EXERCISE BRIEF:
Please find every line in the records below that contains the string "white", and copy each such line.

Region labeling records:
[START]

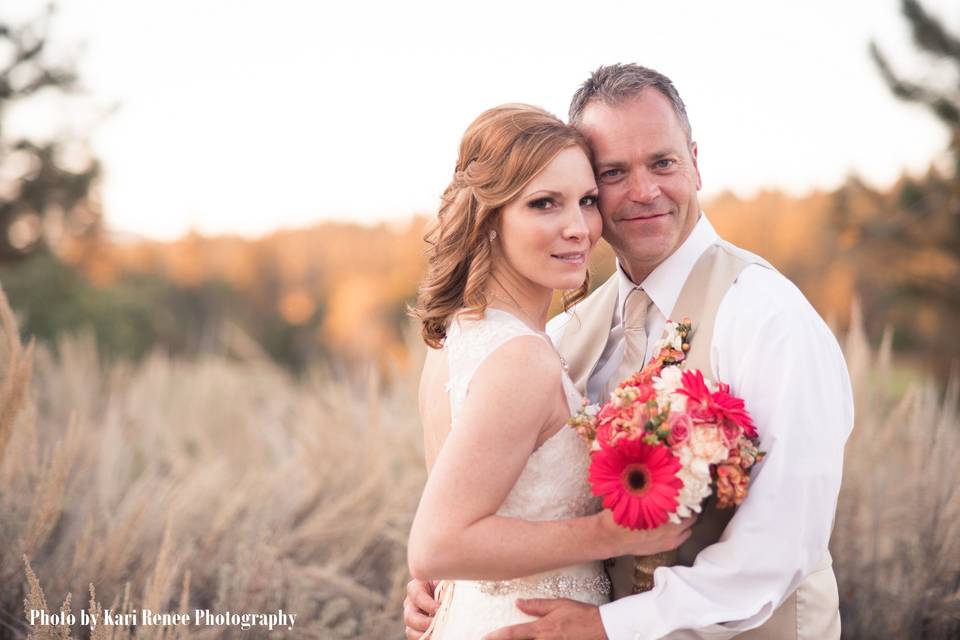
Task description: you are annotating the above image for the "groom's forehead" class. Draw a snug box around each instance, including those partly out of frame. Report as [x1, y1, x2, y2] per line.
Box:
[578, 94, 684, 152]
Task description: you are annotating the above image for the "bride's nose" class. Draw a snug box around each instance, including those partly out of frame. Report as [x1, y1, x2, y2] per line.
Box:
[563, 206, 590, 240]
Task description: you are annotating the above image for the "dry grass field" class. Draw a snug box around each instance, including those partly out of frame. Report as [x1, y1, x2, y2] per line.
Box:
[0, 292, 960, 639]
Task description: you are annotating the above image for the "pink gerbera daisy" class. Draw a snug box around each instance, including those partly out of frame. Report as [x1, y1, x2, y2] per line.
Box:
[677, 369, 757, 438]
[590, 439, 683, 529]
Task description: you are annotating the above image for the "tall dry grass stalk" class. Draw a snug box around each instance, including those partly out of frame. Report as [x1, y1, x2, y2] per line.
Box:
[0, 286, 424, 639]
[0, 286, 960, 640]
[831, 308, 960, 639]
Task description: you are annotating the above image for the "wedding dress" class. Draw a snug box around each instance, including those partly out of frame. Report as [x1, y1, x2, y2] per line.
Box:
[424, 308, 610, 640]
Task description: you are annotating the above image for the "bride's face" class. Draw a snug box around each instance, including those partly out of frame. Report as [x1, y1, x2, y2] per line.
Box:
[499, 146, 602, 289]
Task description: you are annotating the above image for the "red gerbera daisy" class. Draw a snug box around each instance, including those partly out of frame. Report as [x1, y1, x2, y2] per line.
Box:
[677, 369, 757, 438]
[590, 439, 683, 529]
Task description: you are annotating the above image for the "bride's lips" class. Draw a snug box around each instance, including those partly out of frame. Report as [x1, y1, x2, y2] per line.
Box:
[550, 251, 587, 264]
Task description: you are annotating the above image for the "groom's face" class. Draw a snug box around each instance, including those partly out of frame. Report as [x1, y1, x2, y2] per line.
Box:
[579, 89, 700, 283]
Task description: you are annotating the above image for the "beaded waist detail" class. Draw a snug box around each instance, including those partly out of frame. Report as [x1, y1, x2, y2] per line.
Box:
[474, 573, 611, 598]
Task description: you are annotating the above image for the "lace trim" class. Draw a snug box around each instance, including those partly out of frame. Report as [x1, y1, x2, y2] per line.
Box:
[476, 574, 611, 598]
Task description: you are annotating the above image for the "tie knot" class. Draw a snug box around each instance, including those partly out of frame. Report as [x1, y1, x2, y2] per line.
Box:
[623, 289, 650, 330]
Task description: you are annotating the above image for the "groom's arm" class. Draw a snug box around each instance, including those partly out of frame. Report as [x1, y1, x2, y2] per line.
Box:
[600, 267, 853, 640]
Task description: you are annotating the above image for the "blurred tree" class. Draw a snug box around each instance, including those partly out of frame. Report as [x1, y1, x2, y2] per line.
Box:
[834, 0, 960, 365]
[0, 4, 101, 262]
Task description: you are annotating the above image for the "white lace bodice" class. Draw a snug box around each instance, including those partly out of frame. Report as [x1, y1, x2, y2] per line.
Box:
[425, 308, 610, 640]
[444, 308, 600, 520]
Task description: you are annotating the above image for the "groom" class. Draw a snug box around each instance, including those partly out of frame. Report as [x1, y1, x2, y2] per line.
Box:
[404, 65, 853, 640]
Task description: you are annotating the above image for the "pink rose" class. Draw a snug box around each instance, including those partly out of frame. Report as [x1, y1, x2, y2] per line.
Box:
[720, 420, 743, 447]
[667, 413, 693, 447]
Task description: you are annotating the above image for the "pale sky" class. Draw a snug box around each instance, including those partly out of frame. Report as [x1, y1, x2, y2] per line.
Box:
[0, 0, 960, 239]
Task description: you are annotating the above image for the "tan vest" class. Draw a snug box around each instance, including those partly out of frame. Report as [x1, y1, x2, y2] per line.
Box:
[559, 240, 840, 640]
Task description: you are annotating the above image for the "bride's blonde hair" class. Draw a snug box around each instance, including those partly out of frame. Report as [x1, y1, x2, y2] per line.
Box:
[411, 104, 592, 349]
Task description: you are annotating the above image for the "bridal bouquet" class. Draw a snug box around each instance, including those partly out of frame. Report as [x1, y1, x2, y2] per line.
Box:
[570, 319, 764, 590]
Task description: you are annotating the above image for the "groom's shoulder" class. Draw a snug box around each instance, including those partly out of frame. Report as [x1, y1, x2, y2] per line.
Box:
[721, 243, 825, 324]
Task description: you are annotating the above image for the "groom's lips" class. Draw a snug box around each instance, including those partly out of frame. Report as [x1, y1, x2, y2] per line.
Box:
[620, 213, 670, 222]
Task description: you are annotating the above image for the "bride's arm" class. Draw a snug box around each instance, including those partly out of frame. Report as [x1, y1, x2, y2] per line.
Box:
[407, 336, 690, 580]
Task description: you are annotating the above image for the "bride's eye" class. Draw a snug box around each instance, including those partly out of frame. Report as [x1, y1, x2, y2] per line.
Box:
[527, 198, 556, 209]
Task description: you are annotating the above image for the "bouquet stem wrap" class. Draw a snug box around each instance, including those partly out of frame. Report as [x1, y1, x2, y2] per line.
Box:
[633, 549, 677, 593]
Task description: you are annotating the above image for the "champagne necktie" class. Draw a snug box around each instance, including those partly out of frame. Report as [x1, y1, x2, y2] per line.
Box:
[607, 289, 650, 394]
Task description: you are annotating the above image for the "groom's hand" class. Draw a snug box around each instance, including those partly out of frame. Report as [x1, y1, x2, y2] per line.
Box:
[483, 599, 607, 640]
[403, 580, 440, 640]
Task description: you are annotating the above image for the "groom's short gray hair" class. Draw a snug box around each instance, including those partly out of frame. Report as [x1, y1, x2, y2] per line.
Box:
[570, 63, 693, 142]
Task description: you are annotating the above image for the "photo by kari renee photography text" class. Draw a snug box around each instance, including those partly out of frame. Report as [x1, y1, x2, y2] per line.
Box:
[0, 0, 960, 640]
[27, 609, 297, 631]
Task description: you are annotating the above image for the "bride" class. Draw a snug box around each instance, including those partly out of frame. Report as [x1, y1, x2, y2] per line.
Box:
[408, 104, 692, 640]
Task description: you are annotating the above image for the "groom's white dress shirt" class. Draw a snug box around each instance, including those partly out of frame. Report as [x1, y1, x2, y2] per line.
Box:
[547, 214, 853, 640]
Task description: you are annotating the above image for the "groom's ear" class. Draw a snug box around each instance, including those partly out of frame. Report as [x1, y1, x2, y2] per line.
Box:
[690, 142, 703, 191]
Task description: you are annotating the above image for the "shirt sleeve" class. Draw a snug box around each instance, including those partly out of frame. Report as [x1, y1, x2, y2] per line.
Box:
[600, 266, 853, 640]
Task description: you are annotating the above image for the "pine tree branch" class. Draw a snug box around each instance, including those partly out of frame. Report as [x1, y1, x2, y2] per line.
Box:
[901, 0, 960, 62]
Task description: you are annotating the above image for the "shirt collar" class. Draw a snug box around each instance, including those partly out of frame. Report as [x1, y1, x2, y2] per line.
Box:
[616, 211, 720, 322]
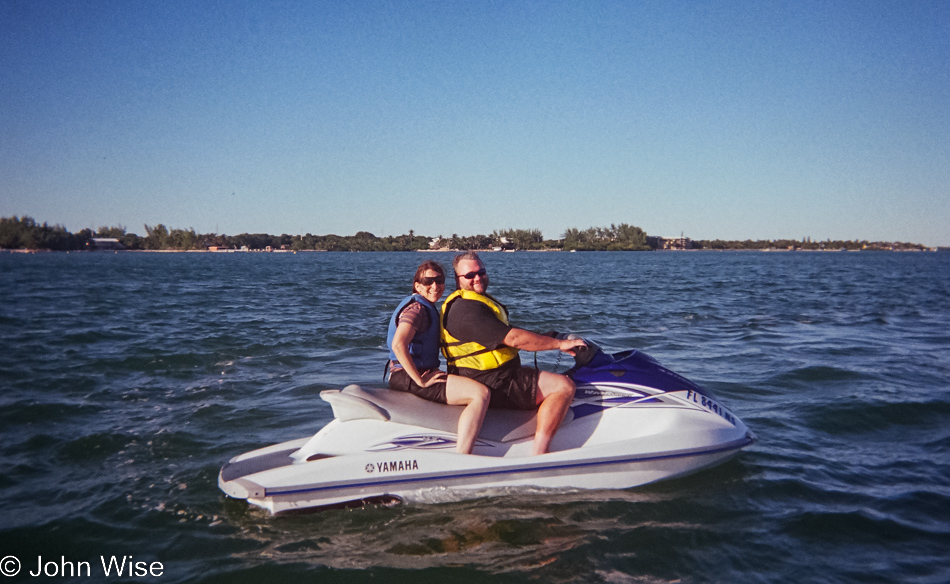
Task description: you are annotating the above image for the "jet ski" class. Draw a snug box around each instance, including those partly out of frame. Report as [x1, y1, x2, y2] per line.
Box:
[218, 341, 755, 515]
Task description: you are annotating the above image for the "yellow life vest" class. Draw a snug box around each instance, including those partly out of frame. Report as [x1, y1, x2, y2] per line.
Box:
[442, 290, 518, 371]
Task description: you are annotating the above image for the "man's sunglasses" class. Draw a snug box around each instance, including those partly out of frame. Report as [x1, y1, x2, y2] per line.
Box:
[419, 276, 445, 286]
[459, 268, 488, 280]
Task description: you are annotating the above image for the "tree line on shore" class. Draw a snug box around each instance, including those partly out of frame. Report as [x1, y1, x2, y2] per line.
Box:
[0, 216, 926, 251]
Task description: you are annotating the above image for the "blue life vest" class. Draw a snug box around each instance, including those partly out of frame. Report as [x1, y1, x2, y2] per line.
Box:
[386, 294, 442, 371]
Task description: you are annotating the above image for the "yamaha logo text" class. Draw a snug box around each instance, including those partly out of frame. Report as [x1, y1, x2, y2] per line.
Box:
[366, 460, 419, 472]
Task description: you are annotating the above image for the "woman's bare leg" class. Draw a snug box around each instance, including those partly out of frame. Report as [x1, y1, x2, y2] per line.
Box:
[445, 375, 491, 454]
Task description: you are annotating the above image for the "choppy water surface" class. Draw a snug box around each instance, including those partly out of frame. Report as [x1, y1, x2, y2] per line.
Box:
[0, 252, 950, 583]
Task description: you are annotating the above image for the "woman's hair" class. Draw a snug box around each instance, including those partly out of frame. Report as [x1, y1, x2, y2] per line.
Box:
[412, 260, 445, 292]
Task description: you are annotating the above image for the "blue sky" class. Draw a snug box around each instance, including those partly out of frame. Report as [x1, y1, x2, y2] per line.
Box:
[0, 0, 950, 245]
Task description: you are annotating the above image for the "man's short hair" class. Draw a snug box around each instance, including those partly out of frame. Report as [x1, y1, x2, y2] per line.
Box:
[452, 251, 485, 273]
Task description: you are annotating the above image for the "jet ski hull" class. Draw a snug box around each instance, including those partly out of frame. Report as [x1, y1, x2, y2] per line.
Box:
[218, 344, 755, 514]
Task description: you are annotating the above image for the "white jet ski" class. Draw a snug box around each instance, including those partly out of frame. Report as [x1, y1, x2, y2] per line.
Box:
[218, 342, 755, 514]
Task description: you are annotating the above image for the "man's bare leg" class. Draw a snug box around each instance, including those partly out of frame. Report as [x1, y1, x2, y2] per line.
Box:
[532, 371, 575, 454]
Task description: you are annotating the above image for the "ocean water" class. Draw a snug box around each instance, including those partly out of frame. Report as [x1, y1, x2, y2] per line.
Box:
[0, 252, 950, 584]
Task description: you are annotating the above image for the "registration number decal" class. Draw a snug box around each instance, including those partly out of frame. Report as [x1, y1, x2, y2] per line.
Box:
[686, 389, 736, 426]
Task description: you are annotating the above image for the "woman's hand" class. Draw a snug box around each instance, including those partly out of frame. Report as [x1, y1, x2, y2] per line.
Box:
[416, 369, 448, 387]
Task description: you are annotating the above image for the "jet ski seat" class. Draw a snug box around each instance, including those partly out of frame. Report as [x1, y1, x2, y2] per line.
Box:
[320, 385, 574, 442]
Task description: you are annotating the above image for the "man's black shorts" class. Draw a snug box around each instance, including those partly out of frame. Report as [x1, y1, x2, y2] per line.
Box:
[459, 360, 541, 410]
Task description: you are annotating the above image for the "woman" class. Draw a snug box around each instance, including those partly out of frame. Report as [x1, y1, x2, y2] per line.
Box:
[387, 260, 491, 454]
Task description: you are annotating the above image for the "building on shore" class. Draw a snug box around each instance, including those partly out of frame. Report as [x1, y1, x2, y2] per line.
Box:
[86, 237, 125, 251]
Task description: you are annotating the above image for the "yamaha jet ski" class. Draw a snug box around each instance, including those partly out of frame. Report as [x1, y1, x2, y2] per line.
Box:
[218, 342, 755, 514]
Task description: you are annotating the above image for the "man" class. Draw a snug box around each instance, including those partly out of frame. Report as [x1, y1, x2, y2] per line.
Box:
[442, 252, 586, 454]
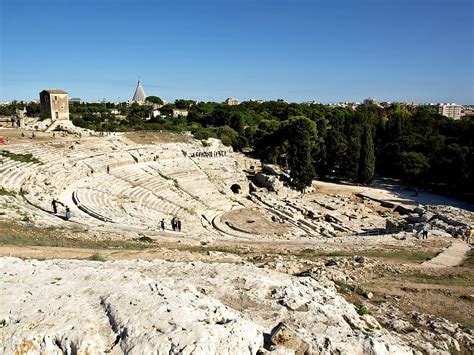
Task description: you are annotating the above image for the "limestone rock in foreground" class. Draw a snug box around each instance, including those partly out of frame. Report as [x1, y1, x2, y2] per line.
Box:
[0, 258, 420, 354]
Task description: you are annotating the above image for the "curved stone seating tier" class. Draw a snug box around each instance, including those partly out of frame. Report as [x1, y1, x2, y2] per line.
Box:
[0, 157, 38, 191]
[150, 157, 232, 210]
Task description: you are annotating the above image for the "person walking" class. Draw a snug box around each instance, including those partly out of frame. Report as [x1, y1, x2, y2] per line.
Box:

[END]

THE SOLUTION:
Task description: you are annotating the above image for the "white lace bodice" class. Draw a snug box around each instance, including those partly out of frame. Report as [x1, y1, x2, y2] per line.
Task description: you are annotating the above image for the "groom's white dress shirt" class. Draw a snug box around each instance, including those partly out of frame. Report as [x1, y1, x2, y2] per line.
Task description: you are annotating the above image for the "white jet ski" class. Draw a snug box around each instance, including those partly out of frame. Report as [x1, y1, x2, y2] per line.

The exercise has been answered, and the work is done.